#### Problems to work on:
1. In the Newsweek post, rewrite everything from "Layne’s latest shift" down to "the public record.", replacing "shift memo" with "daily briefing".
2. Condense the paragraph of the Newsweek post that begins "Yesterday was a big, big day" into two shorter sentences that keep its main facts.

Newsweek: The Aftermath

Yesterday was a big, big day for Newsweek (and, I think, a lot of us) and today is a big, big day for reflection about “what it all means.” I’ll skip over the mewling from the networks (Miles O’Brien, I’ll listen to you when you learn to pronounce Kyrgystan) in favor of a few good ones, including Jack Shafer on Slate and Ken Layne on Sploid. (“Sploid?” “Sploid.”)

Layne’s latest shift memo is as thorough a rundown as you’ll find of the timeline of the incident – going back to 2003 when allegations of Qu’ran-desecration-by-toilet at Gitmo was part of the public record.

(Oh, yes, today everyone seems to remember that these allegations aren’t new.)

#### Dataset records:
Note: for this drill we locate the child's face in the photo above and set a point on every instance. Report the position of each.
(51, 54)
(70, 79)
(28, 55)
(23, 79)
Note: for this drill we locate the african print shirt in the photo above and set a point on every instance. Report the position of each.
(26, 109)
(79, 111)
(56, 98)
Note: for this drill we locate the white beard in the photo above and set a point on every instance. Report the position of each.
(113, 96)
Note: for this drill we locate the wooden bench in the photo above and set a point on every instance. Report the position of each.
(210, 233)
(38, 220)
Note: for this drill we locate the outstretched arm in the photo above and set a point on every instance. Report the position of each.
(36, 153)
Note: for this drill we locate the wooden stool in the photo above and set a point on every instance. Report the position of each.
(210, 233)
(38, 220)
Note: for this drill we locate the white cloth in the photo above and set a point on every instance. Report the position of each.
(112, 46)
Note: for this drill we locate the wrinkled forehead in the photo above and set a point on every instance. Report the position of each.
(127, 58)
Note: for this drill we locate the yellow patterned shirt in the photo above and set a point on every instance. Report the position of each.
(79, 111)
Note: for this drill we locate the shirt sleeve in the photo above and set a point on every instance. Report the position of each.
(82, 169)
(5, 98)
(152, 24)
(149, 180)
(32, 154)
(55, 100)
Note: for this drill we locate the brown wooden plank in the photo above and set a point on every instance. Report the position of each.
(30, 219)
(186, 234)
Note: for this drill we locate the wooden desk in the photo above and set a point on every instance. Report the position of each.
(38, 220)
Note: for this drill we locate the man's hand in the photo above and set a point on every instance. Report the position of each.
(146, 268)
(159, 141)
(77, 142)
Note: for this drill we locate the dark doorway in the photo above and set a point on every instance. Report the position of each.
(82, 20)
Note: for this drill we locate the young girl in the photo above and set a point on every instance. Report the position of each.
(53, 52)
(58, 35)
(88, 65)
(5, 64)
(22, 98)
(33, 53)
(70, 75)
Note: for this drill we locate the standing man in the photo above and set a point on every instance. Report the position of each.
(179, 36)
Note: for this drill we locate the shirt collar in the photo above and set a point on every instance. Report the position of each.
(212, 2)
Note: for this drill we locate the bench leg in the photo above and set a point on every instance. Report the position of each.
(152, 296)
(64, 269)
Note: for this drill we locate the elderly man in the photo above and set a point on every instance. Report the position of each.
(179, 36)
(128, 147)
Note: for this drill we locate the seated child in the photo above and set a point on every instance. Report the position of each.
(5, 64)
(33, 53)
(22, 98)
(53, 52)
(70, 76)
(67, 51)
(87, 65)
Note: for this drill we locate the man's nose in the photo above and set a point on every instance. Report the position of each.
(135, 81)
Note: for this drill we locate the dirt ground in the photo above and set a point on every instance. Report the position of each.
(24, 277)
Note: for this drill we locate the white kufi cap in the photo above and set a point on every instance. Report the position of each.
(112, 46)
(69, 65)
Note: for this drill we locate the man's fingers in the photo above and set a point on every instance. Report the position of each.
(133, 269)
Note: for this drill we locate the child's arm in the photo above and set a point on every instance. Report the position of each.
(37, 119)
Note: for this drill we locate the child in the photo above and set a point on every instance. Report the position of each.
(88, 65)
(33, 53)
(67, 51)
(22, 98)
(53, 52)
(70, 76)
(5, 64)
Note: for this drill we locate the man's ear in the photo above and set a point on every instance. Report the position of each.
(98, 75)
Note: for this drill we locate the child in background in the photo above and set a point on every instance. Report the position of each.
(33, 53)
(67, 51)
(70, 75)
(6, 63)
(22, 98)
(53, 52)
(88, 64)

#### Set of answers:
1.
Layne’s latest daily briefing is as thorough a rundown as you’ll find of the timeline of the incident – going back to 2003 when allegations of Qu’ran-desecration-by-toilet at Gitmo was part of the public record.

2. Yesterday was a major day for Newsweek and many others, and today calls for reflecting on what it means. Skipping the network commentary, including a jab at Miles O'Brien's pronunciation of Kyrgystan, the post points to good takes from Jack Shafer on Slate and Ken Layne on Sploid.